On the heels of the Ivy League implementing a moratorium on all athletics until January in response to the growing number of COVID-19 cases across the United States, the Big Ten has announced that they will eliminate non-conference matchups for all fall 2020 sports seasons and limit their member teams to conference-only schedules.
Why cancel the non-conference matchups? Likely to reduce the need for air travel as teams often have to fly to face non-conference opponents based outside their region, which would increase their chances of being exposed to COVID-19. In theory, games against other Big Ten opponents should allow teams to only have to travel by bus, which would seem to present less risk.
The unprecedented decision will remove home football games against Florida Atlantic, Tennessee Tech, and BYU from the Gophers’ fall slate. Instead, Minnesota would open the season against Iowa on Saturday, Sept. 18, at TCF Bank Stadium. But there are rumors that the Big Ten is considering shifting to a 10-game conference schedule, so that could change.

**ACTIVITY A**
From the article on the Big Ten's fall schedule, please list every opponent whose home football game against the Gophers will be removed.
**ACTIVITY B**
Duplicate the stretch from "Why cancel the" through "that could change." in the article on the Big Ten's fall schedule.
**ACTIVITY C**
Go on with the article on the Big Ten's fall schedule from the point where it stops.
You won't need the lines that follow the article on the Big Ten's fall schedule.

**RECORDED INFORMATION**
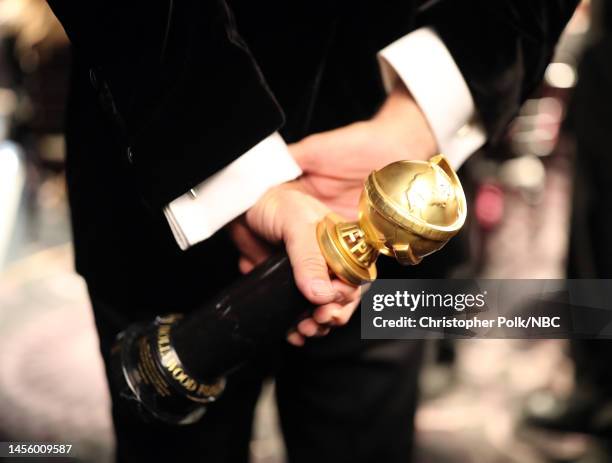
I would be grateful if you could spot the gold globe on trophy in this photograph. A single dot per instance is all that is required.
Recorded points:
(407, 210)
(172, 367)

**REPLY A**
Florida Atlantic, Tennessee Tech, BYU

**REPLY B**
Why cancel the non-conference matchups? Likely to reduce the need for air travel as teams often have to fly to face non-conference opponents based outside their region, which would increase their chances of being exposed to COVID-19. In theory, games against other Big Ten opponents should allow teams to only have to travel by bus, which would seem to present less risk.
The unprecedented decision will remove home football games against Florida Atlantic, Tennessee Tech, and BYU from the Gophers’ fall slate. Instead, Minnesota would open the season against Iowa on Saturday, Sept. 18, at TCF Bank Stadium. But there are rumors that the Big Ten is considering shifting to a 10-game conference schedule, so that could change.

**REPLY C**
I am curious to see what the financial impact will be from losing three homes games. It would certainly represent a loss of revenue, although whether fans would have even been allowed to attend those games is questionable. But will Minnesota be able to withdraw from the contracts for those games without having to pay a penalty?
At this point I can’t say I have much confidence that we’ll see any college football played this fall. This may be the Big Ten’s first move in trying to hold a season while also limiting the risk of exposing student-athletes, coaches, and staff to COVID-19, but I suspect it will not be their last as the start of the season draws closer and the obstacles become more defined.
The possibility of no college football in 2020 is very real, and I am as depressed at having to to type those words as you probably are at having to read them.